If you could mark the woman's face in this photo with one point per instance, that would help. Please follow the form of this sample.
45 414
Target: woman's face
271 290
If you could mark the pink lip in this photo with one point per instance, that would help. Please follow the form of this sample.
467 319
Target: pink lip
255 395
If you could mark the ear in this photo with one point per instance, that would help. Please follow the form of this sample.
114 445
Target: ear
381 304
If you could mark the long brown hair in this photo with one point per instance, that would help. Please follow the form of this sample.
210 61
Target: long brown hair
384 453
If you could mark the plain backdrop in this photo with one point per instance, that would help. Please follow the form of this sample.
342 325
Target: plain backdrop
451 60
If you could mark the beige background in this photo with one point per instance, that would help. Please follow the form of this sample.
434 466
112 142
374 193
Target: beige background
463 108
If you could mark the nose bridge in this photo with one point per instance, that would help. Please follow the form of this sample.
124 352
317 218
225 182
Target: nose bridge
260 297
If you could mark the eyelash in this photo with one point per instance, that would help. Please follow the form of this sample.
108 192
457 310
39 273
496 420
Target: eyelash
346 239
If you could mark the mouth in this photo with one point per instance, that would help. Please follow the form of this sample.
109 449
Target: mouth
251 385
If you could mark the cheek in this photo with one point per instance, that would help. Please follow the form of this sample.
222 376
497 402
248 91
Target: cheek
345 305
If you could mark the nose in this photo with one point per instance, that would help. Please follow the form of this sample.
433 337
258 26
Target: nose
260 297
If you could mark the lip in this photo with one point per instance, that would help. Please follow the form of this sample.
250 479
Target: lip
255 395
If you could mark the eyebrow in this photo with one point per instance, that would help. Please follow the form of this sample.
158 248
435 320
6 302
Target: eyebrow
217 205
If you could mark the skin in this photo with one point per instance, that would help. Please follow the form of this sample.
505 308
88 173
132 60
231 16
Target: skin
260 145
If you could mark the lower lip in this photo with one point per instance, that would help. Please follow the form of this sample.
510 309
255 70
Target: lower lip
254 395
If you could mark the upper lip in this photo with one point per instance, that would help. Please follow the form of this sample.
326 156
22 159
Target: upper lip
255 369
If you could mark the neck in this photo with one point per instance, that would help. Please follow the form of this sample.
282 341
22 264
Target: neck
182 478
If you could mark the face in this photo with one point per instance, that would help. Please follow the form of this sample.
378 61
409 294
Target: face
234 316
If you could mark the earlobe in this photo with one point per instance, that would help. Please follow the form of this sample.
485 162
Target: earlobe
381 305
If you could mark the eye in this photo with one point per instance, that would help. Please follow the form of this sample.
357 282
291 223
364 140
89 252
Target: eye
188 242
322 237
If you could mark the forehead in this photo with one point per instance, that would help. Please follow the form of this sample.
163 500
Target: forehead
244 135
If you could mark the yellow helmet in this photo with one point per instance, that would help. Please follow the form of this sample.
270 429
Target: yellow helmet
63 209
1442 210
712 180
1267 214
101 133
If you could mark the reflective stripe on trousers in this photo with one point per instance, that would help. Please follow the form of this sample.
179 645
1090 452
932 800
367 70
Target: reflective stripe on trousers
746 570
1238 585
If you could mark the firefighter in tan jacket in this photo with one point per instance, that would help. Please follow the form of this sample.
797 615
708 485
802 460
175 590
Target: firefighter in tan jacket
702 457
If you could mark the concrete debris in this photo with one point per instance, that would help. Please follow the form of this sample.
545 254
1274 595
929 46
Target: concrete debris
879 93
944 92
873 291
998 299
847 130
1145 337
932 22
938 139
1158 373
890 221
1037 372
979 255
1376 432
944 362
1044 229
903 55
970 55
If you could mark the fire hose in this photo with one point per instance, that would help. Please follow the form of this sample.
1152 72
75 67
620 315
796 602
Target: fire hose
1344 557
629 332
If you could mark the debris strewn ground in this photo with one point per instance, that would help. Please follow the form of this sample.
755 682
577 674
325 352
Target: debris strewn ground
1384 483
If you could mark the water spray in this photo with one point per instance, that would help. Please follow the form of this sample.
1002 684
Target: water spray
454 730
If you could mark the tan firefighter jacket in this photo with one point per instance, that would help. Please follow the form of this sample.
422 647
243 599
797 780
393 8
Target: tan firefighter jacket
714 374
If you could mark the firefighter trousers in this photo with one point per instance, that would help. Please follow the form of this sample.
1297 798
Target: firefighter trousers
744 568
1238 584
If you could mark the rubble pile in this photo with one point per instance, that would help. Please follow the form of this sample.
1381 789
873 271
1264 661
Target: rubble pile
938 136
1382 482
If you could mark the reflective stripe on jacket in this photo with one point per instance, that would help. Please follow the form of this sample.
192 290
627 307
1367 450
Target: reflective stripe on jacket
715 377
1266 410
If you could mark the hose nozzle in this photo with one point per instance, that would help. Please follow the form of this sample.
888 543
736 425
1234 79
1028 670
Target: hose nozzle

########

Problem:
Can you write out all of the records above again, swapping each "Target" for "Label" and leaving everything else unchanged?

Answer to this problem:
If you could mark the woman's face in this photo with one point per instance, that would help. Please follow the form of this sample.
45 414
Label: woman's face
271 290
If you could mark the pink lip in this photo with one point per instance, that would help. Please follow the form of this sample.
467 319
Label: pink lip
255 395
If you could mark the ear in this photo with one point per instance, that would help. Please follow the form of this sample.
114 445
Label: ear
381 304
If you could mark the long brown hair in this photo with one point per instance, that would help. Please follow the form of this sample.
210 61
Label: long brown hair
384 453
If you could mark the plain backdrop in this photo with one point per instance, that would help. Please follow the form of this sample.
342 325
Label: plain backdrop
451 60
If you could mark the beige background in this photo with one point per instance, that would help. Please follow the form of this sample.
434 466
112 142
374 193
Label: beige background
463 108
If you could mark the nose bridge in this photo with one point per instance, that would help. Please follow the form of this sample.
124 352
317 218
225 182
Label: nose bridge
260 297
If you could mark the eyelash in this photo with one point per instance, that would help. Please follow the form of this sample.
108 192
457 310
39 273
496 420
Label: eyelash
346 239
If you could mark the mouth in this photo with one point per instance, that would help. Please follow the form of this sample.
109 449
Label: mouth
251 385
If you could mark the cheek in this photo with one point per instance, that would help. Please follow the form of this sample.
222 376
497 402
248 91
Label: cheek
345 305
If you could mark the nose in this photo with one point per instance, that would help. Please follow the form of this sample.
433 337
258 26
Label: nose
260 297
If you could mark the lip in this photo with one point per instance, that would help. Please follow the form of this sample.
250 479
Label: lip
255 395
If you could mark the eyebrow in this photo with one point per instance, that would help. Please follow the form of this sample.
158 248
435 320
6 302
Label: eyebrow
217 205
If you could mark the skin in this photo with one point per instance, that would help. Please follow the form of this sample.
505 308
88 173
132 60
231 16
Label: skin
260 145
If you could mark the lower lip in this photo with one point per instance, that would help. Please follow the form of this sample.
510 309
255 70
Label: lower lip
254 395
If you could mark the upper lip in this photo with one point per instance, that would help. Please follow the form of this sample.
326 156
22 159
Label: upper lip
255 369
If you could mark the neck in this photo with one point per instance, that would help. Please follow the form of this sample.
282 341
22 264
Label: neck
182 478
If you could mark the face in this photo with one point per instance, that would help. Please follow the form of this sample.
378 61
409 294
Label: face
234 316
If you could mark the earlobe in this photo with one point per instance, that would help. Please follow the form of this sample.
485 162
Label: earlobe
381 305
If you could mark the eye in this photo with one point per instance, that would help. Please follow the form of this sample.
357 282
291 223
364 140
89 252
Label: eye
188 242
322 237
If you could mark the forehead in this photo with one point per instance, that would help. Please follow the form of this sample.
163 500
Label: forehead
244 135
If you could mark the yellow helmet in this photo with one point per instance, that would help. Please follow the form of this sample.
270 429
Label: yellow helmet
63 209
1442 210
712 180
1267 214
101 133
If you could mark the reflective stripe on trousers in this photo with one point per instance, that would help. Please follow the form of this sample.
179 645
1090 452
932 800
367 70
Label: reflective stripe on trousers
746 570
1238 585
If you could mark the firefighter in tan jacket in this photo with one point per instance, that would help. Please follow the form of this sample.
797 615
708 485
802 460
175 590
Label: firefighter in tan jacket
702 457
If you could mark the concrete debris in this photo with one point per instance, that would help. Please follow the form of this sample.
545 254
1274 595
929 46
Label: concrete debris
879 93
944 92
873 291
998 299
847 130
1145 337
932 22
938 139
1158 373
890 221
1037 372
979 255
1376 432
944 362
1044 229
903 55
970 55
If you could mark the fire hose in this photo with one point per instance, that would help. Please follow the form of this sample.
1152 72
75 67
620 315
796 602
Label: fire hose
1344 557
629 332
If you could mark the debris strewn ground in this photo with one point per instance, that would help. Please follow the form of this sample.
755 682
577 674
325 352
Label: debris strewn ground
1384 483
If you could mark the water spray in this photo with one point per instance, that would help. Please follow the form of this sample.
1002 684
Label: water spray
454 730
If you could mark the tan firefighter jacket in this photo with one point per instance, that would help. Please follow the form of this sample.
422 647
243 599
797 780
393 8
Label: tan firefighter jacket
714 374
If you could mark the firefighter trousers in this photo with one point per instance, that would help. Please follow the form of this sample.
1297 798
Label: firefighter trousers
744 568
1238 584
If you could mark the rubble pile in this photo with one point per instance, that would help. Please follow the form of this sample.
1381 789
873 271
1264 661
Label: rubble pile
938 136
1382 482
If you could mark the reflective stripe on jacket in this photo with one point per instance, that would help. Please follow the form of this sample.
192 290
627 307
1367 450
Label: reflective stripe on jacket
715 377
1266 410
If you could mark the hose nozzle in this photo with one point per instance, that would help. Please follow the form of this sample.
888 543
736 425
1234 79
1028 670
Label: hose nozzle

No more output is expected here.